Records drawn from a dataset:
▬▬▬
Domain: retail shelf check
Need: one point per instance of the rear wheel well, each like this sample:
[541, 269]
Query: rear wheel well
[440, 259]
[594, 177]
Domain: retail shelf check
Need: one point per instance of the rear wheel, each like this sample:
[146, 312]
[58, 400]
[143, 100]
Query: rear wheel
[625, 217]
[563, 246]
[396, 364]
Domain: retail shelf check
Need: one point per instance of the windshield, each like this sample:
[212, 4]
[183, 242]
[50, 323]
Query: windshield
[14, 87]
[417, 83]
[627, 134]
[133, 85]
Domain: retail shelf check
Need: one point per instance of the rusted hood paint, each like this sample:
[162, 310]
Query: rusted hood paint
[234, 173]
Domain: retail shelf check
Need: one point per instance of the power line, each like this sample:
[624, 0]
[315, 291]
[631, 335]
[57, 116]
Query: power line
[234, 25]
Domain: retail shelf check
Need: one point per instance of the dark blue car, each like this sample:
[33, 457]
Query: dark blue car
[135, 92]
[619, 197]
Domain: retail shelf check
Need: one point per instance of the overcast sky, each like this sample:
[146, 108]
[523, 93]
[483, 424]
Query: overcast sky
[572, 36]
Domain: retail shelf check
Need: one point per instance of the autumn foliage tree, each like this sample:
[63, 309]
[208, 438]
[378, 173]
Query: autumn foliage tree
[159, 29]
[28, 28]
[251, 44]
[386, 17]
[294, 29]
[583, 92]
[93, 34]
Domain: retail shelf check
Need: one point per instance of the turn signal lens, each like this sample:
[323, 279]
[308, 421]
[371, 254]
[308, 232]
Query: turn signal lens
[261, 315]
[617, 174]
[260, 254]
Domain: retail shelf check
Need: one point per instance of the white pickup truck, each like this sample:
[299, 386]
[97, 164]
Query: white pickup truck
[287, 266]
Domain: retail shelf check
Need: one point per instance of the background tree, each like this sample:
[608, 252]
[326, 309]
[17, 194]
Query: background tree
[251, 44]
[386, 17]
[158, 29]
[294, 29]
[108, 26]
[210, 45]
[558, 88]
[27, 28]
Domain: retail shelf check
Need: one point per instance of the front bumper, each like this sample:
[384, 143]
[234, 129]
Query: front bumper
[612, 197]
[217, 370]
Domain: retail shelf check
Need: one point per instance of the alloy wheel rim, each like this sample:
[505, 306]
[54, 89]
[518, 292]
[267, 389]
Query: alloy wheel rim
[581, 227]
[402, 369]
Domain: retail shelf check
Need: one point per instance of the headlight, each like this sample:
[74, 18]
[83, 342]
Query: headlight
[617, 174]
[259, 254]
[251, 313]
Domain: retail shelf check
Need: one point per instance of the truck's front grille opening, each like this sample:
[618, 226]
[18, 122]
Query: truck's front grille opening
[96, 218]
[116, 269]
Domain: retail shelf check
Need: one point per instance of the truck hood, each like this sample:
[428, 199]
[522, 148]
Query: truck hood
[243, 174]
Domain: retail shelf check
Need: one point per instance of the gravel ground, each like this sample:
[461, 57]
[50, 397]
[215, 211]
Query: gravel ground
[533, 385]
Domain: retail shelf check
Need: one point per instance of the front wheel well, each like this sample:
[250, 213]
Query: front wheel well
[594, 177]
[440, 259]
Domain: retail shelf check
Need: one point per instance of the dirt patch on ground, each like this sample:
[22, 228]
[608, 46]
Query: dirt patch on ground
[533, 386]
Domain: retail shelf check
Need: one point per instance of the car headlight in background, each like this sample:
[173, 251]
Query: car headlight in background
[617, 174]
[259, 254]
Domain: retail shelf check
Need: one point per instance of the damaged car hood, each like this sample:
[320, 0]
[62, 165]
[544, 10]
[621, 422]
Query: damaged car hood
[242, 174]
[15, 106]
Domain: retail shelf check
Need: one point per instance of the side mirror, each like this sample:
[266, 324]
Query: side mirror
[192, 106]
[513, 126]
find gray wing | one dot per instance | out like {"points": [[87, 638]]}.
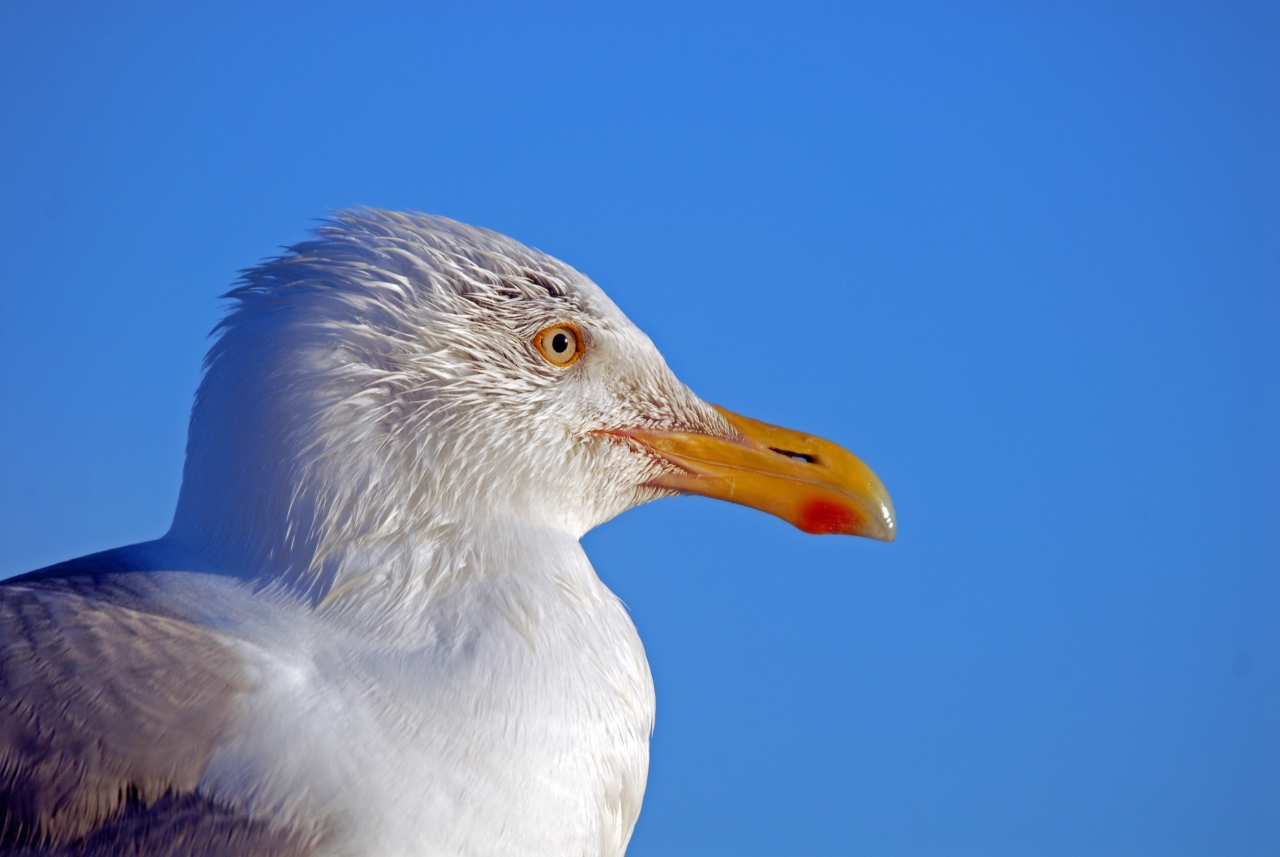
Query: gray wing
{"points": [[109, 714]]}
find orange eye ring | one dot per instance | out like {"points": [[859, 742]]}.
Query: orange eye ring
{"points": [[561, 344]]}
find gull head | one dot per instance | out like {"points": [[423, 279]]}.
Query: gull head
{"points": [[401, 376]]}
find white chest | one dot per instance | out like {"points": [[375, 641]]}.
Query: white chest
{"points": [[522, 732]]}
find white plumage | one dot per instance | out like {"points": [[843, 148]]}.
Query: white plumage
{"points": [[398, 646]]}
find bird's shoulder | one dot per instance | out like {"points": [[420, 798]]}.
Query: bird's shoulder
{"points": [[112, 705]]}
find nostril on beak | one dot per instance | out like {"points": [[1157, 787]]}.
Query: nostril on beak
{"points": [[799, 457]]}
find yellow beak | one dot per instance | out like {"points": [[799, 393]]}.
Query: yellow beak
{"points": [[810, 482]]}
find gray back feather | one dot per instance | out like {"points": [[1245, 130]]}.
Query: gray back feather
{"points": [[105, 707]]}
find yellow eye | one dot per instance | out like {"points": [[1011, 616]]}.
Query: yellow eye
{"points": [[561, 344]]}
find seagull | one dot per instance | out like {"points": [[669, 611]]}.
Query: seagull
{"points": [[371, 628]]}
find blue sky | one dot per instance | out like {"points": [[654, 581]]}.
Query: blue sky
{"points": [[1024, 262]]}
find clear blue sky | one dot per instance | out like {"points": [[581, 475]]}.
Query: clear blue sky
{"points": [[1025, 264]]}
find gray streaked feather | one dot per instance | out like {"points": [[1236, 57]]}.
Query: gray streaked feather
{"points": [[104, 706], [181, 826]]}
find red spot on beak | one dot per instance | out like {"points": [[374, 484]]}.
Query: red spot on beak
{"points": [[823, 517]]}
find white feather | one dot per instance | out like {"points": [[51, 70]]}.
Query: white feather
{"points": [[379, 449]]}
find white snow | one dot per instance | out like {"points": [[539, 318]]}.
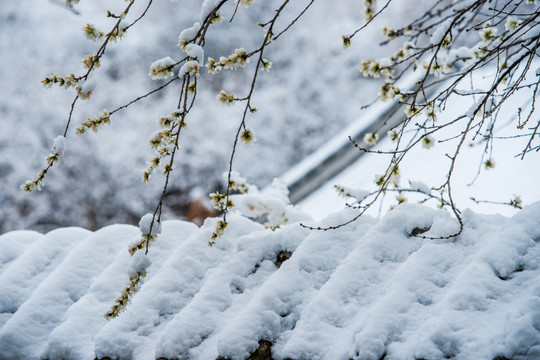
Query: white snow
{"points": [[189, 34], [146, 222], [195, 51]]}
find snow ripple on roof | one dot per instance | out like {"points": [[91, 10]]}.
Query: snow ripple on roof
{"points": [[364, 291]]}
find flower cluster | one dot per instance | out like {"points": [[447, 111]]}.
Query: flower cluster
{"points": [[135, 282], [247, 136], [92, 33], [237, 182], [245, 3], [516, 202], [164, 141], [219, 230], [225, 98], [371, 138], [376, 68], [369, 12], [266, 65], [57, 149], [70, 3], [86, 89], [392, 174], [91, 62], [188, 35], [220, 202], [428, 142], [389, 91], [162, 68], [95, 123], [237, 59], [190, 67], [119, 31]]}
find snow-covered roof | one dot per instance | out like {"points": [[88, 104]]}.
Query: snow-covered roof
{"points": [[364, 291]]}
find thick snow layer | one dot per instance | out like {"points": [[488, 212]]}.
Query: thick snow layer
{"points": [[363, 291]]}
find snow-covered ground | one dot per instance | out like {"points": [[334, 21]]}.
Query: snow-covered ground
{"points": [[364, 291]]}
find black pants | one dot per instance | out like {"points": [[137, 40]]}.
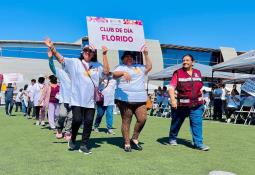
▬▬▬
Work instructions: All that is needed is the data above, repeated exactly, without the pictures.

Task result:
Domain: retail shelf check
Need: one point per instance of the rear wheel well, each like this sample:
[541, 269]
Query: rear wheel well
[440, 259]
[594, 177]
Domain: retail shelf check
Need: one point per instance of the rear wheel, each like this sample:
[146, 312]
[58, 400]
[143, 100]
Query: rear wheel
[625, 217]
[563, 246]
[396, 364]
Domain: retail shelf check
Need: one point per instance of the windshield, each like this sample:
[212, 4]
[183, 242]
[50, 323]
Query: windshield
[14, 87]
[417, 83]
[627, 134]
[133, 85]
Domain: retail shelf check
Need: one point per instance of the rusted hood paint, each like this sample:
[162, 310]
Query: rusted hood paint
[234, 173]
Domain: retail shelf check
Need: one point per instance of the power line, each like this sample:
[624, 0]
[315, 291]
[631, 335]
[57, 116]
Query: power line
[234, 25]
Domain: retail shelf check
Need: one point per instance of the dark blue car, each like this sample:
[33, 457]
Query: dark blue car
[135, 92]
[619, 197]
Domain: retail shelf check
Need: one point per instance of the overcast sky, each like this sample:
[146, 108]
[523, 93]
[483, 424]
Query: overcast sky
[572, 36]
Domain: retail shelf check
Need: one point per instance of the autumn foliage tree, each like this sample:
[63, 309]
[208, 438]
[378, 173]
Query: autumn foliage tree
[159, 29]
[28, 28]
[251, 44]
[386, 17]
[294, 29]
[583, 92]
[93, 34]
Domain: retail shelf check
Need: one point per instance of the turn signal lens, each like this sample:
[323, 279]
[308, 421]
[371, 254]
[308, 232]
Query: turn signal lens
[261, 315]
[617, 174]
[260, 254]
Domain: retail shelf check
Need: one point per instance of the white pickup truck, each like this sample:
[299, 386]
[97, 164]
Query: white pickup truck
[287, 266]
Domain: retail shelf check
Need: one point per instance of the background tree, each like this sample:
[608, 252]
[326, 309]
[17, 194]
Query: background tree
[251, 44]
[386, 17]
[158, 29]
[294, 29]
[108, 26]
[210, 45]
[558, 88]
[27, 28]
Domain: retail shelf check
Need: one point per instance of the front bumper, each like this sample:
[384, 143]
[234, 129]
Query: front bumper
[612, 197]
[217, 370]
Domain: retail shelf check
Need: one point per instance of the alloy wheel rim, each like this sample:
[505, 306]
[54, 89]
[518, 292]
[267, 389]
Query: alloy wheel rim
[581, 227]
[402, 369]
Domain: retail shelf check
Need: one point per instance of the headlight, each like this sample:
[74, 18]
[83, 342]
Query: headlight
[617, 174]
[259, 254]
[251, 313]
Domain: retail shelf check
Need: one point per instance of the truck's front grille opening, each like this sample:
[618, 226]
[18, 122]
Query: truck's front grille opening
[96, 218]
[116, 269]
Domain: retail shelf check
Need: one point per instance of the truck hood, each like this sample:
[428, 199]
[522, 148]
Query: truck hood
[243, 174]
Domain: retail shelf check
Need: one point per instance of the gravel ground, each like this sample:
[461, 57]
[50, 397]
[215, 211]
Query: gravel ground
[533, 385]
Domain: retail shelf check
Need: one point per instance of the front wheel well, each like this sample:
[250, 213]
Query: front wheel well
[594, 177]
[440, 259]
Domain: retail shelf check
Need: one point per instance of the dirt patch on ground, each like this sample:
[22, 228]
[608, 46]
Query: dirt patch on ground
[533, 386]
Domain: retail shelf check
Need: one point per instance of the car headlight in background, each like this sample:
[173, 251]
Query: car headlight in background
[617, 174]
[259, 254]
Domain: retail shelf check
Need: one point per instance of the damaged car hood, each like this sample:
[320, 0]
[62, 165]
[544, 10]
[621, 422]
Query: damaged car hood
[242, 174]
[15, 106]
Domain: retail shelf check
Need: one point per instance of the side mirror, each like this sample:
[266, 324]
Query: side mirror
[192, 106]
[513, 126]
find gray wing | one dot per instance | out like {"points": [[87, 638]]}.
Query: gray wing
{"points": [[109, 714]]}
find orange eye ring | one dot per instance | out like {"points": [[859, 742]]}.
Query: orange eye ring
{"points": [[561, 344]]}
find gull head | one dot per instance | out like {"points": [[423, 279]]}.
Query: gull head
{"points": [[401, 376]]}
find white chest | one dot per instance | out like {"points": [[375, 641]]}.
Query: white chest
{"points": [[522, 732]]}
find white plumage | one dot per instance | out like {"points": [[843, 148]]}.
Query: white plumage
{"points": [[398, 646]]}
find bird's shoulder | one dot per instance | out like {"points": [[420, 798]]}.
Query: bird's shoulder
{"points": [[112, 705]]}
find nostril on beak | one dot per instance | out like {"points": [[1157, 787]]}.
Query: nostril on beak
{"points": [[799, 457]]}
find yellow beak | one dot per instance | out like {"points": [[799, 393]]}.
Query: yellow beak
{"points": [[810, 482]]}
find gray back feather | one dot per instance | out like {"points": [[1245, 130]]}.
Query: gray back feather
{"points": [[105, 707]]}
find yellow eye | one dot per instance | out like {"points": [[1011, 616]]}.
Query: yellow eye
{"points": [[561, 344]]}
find seagull | one dot per instance | out like {"points": [[669, 611]]}.
Query: seagull
{"points": [[371, 628]]}
find blue sky | one dot per instance | out like {"points": [[654, 581]]}.
Query: blue sky
{"points": [[1024, 262]]}
find clear blue sky | one dot per instance | out like {"points": [[581, 475]]}.
Query: clear blue sky
{"points": [[1025, 264]]}
find gray streaked feather | one dot per instance | out like {"points": [[1236, 57]]}.
Query: gray streaked feather
{"points": [[104, 706], [181, 826]]}
find red spot on beak | one dot per instance | out like {"points": [[374, 484]]}.
Query: red spot on beak
{"points": [[823, 517]]}
find white feather | one dot per instance | out like {"points": [[51, 70]]}.
Query: white feather
{"points": [[379, 449]]}
find white snow | one dot per instance | out like {"points": [[539, 318]]}.
Query: white snow
{"points": [[189, 34], [146, 222], [195, 51]]}
find snow ripple on roof | one dot per instance | out like {"points": [[91, 10]]}.
Query: snow ripple on roof
{"points": [[364, 291]]}
find flower cluster | one dot per instance | out like {"points": [[447, 111]]}.
Query: flower cluster
{"points": [[135, 282], [247, 136], [92, 33], [237, 182], [245, 3], [516, 202], [164, 141], [219, 230], [225, 98], [371, 138], [376, 68], [369, 12], [266, 65], [57, 149], [70, 3], [86, 89], [392, 174], [91, 62], [188, 35], [220, 202], [428, 142], [389, 91], [162, 68], [95, 123], [237, 59], [190, 67], [119, 31]]}
find snow-covered roof | one dot per instance | out like {"points": [[88, 104]]}.
Query: snow-covered roof
{"points": [[364, 291]]}
find thick snow layer | one dot per instance | out like {"points": [[488, 212]]}.
Query: thick snow layer
{"points": [[363, 291]]}
find snow-covered ground | one dot per instance | out like {"points": [[334, 21]]}.
Query: snow-covered ground
{"points": [[364, 291]]}
find black pants | one dot per instance | out like {"points": [[137, 40]]}.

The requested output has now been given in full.